◆ Aufgabe A
Zieh alle Zeilen aus den Einträgen heraus, die das Wort „subject“ enthalten. Dabei gilt Groß- und Kleinschreibung.

◆ Textauszug
<<<<
3. Die Kärntner Landesregierung legte die Verwaltungsakten vor und erstattete eine Gegenschrift, in der sie beantragt, die Beschwerde als unbegründet abzuweisen. Die Verkehrsflächenwidmung sei großflächig unter Einbeziehung von Teilflächen der Grundstücke Nr. 261/10 und 260/1, 261/11, 261/3, sämtliche KG Reifnitz, erfolgt. Dem Erläuterungsbericht zum Flächenwidmungsplan sei zu entnehmen, dass die Widmung "Verkehrsfläche - Parkplatz" unter Bedachtnahme auf die Bedeutung dieses Bereiches für den ruhenden Verkehr erfolgt sei, zumal es sich hiebei um die einzige im Flächenwidmungsplan ausgewiesene Parkfläche innerhalb der Ortschaft Reifnitz handle. Die Neuauflage des Flächenwidmungsplanes und diese Widmungsänderung basieren auf einem örtlichen Entwicklungskonzept, sodass es einer gesonderten Erklärung über die Notwendigkeit einer Einzelwidmung nicht bedürfe.

4. Die Gemeinde Maria Wörth legte die maßgeblichen Teile der Verordnungsakten vor und erstattete eine Äußerung, in der sie beantragt, die Beschwerde abzuweisen. Im Flächenwidmungsplan 1966 sei das Grundstück Nr. 261/7, KG Reifnitz, im nördlichen Bereich in einer Tiefe von ca. 9 bis 10 m gemessen ab der Landesstraße "Grünland an der Straße", so auch nahezu im gesamten Ortsbereich von Reifnitz, ausgewiesen gewesen. Im derzeit rechtskräftigen Flächenwidmungsplan sei das Grundstück Nr. 261/7, KG Reifnitz, in einer Tiefe von ca. 10 m als "Grünland Grünstreifen - Grünanlage an der Straße" gewidmet. Gemäß dem vorliegenden Bauansuchen solle das Gebäude in einem Abstand von 8 m, gemessen ab der nördlichen Landesstraße, errichtet werden. Somit wäre allein aufgrund der Widmung "Grünland an der Straße" eine antragsgemäße Bebauung nicht möglich. Das südlich an das Grundstück Nr. 261/7 angrenzende Grundstück sei von "Bauland - Geschäftsgebiet" in "Verkehrsfläche - Parkplatz" umgewidmet worden.
>>>>
◆ Extrahierte Angaben
<<<<
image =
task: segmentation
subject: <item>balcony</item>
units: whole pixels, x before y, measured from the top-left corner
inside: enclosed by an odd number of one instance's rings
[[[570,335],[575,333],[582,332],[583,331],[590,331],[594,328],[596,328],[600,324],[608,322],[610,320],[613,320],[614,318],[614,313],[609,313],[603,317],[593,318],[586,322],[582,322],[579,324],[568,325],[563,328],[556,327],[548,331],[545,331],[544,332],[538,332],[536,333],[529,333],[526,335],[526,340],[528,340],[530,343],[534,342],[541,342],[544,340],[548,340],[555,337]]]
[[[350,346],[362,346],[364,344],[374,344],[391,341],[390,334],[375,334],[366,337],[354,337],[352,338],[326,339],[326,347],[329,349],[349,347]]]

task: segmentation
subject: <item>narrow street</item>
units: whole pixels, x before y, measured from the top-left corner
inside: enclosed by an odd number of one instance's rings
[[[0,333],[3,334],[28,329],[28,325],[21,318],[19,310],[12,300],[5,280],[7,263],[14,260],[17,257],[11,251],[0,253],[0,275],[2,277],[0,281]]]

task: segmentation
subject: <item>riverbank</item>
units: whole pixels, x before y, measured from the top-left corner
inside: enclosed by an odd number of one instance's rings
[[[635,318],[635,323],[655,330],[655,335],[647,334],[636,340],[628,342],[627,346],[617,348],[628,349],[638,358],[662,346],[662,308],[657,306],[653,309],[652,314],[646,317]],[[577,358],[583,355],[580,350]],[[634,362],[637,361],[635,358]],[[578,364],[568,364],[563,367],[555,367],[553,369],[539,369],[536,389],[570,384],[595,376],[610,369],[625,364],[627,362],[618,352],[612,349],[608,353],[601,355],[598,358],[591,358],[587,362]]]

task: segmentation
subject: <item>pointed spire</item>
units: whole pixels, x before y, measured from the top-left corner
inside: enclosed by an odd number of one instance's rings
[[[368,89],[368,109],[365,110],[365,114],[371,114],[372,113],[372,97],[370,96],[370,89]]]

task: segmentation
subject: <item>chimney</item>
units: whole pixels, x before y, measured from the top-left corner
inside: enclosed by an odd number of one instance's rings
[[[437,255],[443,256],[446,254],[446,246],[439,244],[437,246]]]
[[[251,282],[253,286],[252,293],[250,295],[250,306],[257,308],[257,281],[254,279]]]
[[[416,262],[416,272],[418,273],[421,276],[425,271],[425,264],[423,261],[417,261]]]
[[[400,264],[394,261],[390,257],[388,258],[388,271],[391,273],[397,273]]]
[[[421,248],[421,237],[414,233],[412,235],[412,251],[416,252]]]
>>>>
◆ Aufgabe B
Welche Grundstücksnummern kommen im Textauszug vor? Nenne jede einmal.

◆ Lösung A
subject: <item>balcony</item>
subject: <item>narrow street</item>
subject: <item>riverbank</item>
subject: <item>pointed spire</item>
subject: <item>chimney</item>

◆ Lösung B
261/10, 260/1, 261/11, 261/3, 261/7